→ **Fragmento seleccionado**:
# # # #

Por último, está la política estadounidense de biocombustibles. La Norma Federal de Combustibles Renovables, creada por el Congreso en la década de 2000, exige que se mezcle una determinada cantidad de biocombustibles en el combustible para el transporte. El propósito de este mandato es ostensiblemente medioambiental: quemar etanol a base de maíz produce menos emisiones de gases de efecto invernadero que quemar gasolina. Pero, como concluye un estudio de 2022 publicado en Proceedings of the National Academy of Sciences , cuando se tiene en cuenta el impacto ambiental del cultivo y procesamiento del maíz, el etanol contribuye mucho más al cambio climático. Así pues, la norma sobre combustibles tiene un impacto medioambiental negativo incluso cuando aumenta significativamente los precios del maíz estadounidense y reduce la tierra disponible para otros cultivos. La Oficina Presupuestaria del Congreso y otras organizaciones estiman que la demanda artificial de etanol ha elevado el gasto total en alimentos de los estadounidenses entre un 0,8% y un 2%. Es probable que se avecinen presiones adicionales sobre los precios, si es que no han llegado ya: Un análisis de la Fed de Kansas City de 2024 estima que las subvenciones de la Ley de Reducción de la Inflación a los combustibles «limpios» y de origen vegetal para el transporte podrían impulsar la demanda y los precios de los cultivos de semillas oleaginosas y los aceites vegetales.
Leyes y normativas como éstas se acumulan, especialmente para los estadounidenses con bajos ingresos o familias numerosas. Así que, con los precios de los alimentos en la mente de millones de votantes, cabría esperar que los políticos en campaña se centraran en estas políticas para lograr una reducción significativa y puntual de los precios de los alimentos en Estados Unidos y, tal vez, un empujón en las encuestas.
En cambio, nuestros funcionarios electos no sólo ignoran estas medidas, sino que trabajan activamente para añadir aún más. Sólo el año pasado, por ejemplo, el Senado votó a favor de anular una norma del USDA que permitía la carne de vacuno procedente de Paraguay, y varios miembros del Congreso han defendido nuevos aranceles sobre los camarones y los tomates importados.
Esto revela una triste realidad para los consumidores estadounidenses. Todas las políticas federales que inflan los precios de los alimentos en Estados Unidos son consecuencia del mismo mal político: cada una por sí sola cuesta al ciudadano medio unos céntimos aquí y allá, pero reporta grandes y concentrados beneficios financieros a los ganaderos, camaroneros, agricultores, barones del azúcar y otros grupos poderosos estadounidenses. Como resultado de este desequilibrio, los consumidores ignoramos racionalmente las políticas, mientras que los beneficiarios presionan ferozmente para mantenerlas. Así que, cuando los funcionarios electos deben elegir entre reducir modestamente la factura de la compra de los estadounidenses o entregar muchos millones de dólares en golosinas reguladoras a benefactores políticos atrincherados, la elección es sencilla. Los consumidores no tienen ninguna posibilidad.
La «avaricia empresarial» es, en efecto, un problema en el mercado estadounidense de la alimentación. Pero no como dicen los políticos.
* Scott Lincicome es un Académico Titular del Instituto Cato.

# # # #

→ **Actividad 1**: ¿Puedes resumir el fragmento seleccionado en dos oraciones?
→ **Actividad 2**: ¿Puedes reproducir el pasaje del fragmento seleccionado desde "Leyes y normativas" hasta "en las encuestas."?

# # # #

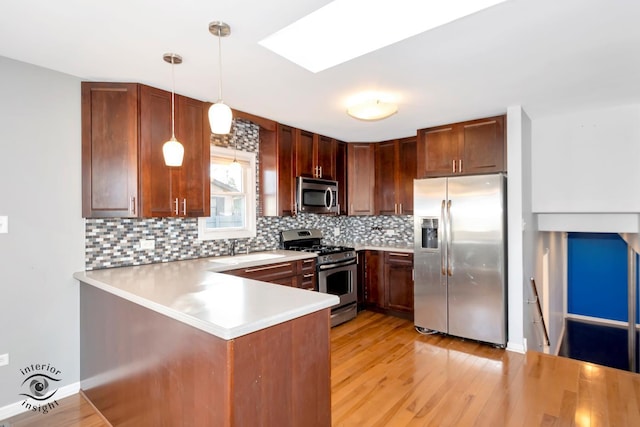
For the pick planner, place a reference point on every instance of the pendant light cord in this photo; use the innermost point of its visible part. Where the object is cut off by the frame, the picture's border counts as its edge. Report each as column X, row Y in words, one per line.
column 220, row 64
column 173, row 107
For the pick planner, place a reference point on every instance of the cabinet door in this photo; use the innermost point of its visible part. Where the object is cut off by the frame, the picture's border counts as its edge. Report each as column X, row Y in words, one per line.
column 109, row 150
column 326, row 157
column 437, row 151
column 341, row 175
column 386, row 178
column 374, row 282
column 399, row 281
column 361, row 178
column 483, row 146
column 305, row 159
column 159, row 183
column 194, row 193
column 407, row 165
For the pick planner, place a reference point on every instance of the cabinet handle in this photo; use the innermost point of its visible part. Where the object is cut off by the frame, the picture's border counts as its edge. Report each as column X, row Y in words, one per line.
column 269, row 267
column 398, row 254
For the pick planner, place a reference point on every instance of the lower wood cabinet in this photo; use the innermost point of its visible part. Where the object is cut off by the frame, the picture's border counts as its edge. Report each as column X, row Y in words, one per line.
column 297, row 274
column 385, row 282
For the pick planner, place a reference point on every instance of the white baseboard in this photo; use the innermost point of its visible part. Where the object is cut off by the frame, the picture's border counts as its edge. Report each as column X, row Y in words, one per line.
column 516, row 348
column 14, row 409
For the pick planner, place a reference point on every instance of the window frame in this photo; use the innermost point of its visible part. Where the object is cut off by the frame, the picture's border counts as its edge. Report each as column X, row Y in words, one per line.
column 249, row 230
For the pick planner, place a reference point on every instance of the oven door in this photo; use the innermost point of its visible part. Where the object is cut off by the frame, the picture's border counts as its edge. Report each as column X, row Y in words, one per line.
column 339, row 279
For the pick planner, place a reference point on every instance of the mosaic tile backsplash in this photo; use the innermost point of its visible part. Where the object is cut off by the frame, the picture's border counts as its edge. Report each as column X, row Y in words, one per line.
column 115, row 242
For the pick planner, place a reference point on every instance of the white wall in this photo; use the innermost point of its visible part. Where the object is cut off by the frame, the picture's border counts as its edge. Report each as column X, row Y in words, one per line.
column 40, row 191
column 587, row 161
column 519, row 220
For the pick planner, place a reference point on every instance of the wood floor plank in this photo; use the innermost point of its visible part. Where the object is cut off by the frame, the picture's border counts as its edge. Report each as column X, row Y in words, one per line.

# # # #

→ **Respuesta escrita 1**: La Norma Federal de Combustibles Renovables exige mezclar biocombustibles en el combustible para el transporte, pero tiene un impacto medioambiental negativo, encarece el maíz estadounidense y ha elevado el gasto total en alimentos de los estadounidenses entre un 0,8% y un 2%. Los funcionarios electos no solo ignoran estas políticas, sino que trabajan para añadir más, porque cada una cuesta unos céntimos al ciudadano medio y reporta grandes beneficios a grupos poderosos que presionan para mantenerlas, de modo que los consumidores no tienen ninguna posibilidad.

→ **Respuesta escrita 2**:
Leyes y normativas como éstas se acumulan, especialmente para los estadounidenses con bajos ingresos o familias numerosas. Así que, con los precios de los alimentos en la mente de millones de votantes, cabría esperar que los políticos en campaña se centraran en estas políticas para lograr una reducción significativa y puntual de los precios de los alimentos en Estados Unidos y, tal vez, un empujón en las encuestas.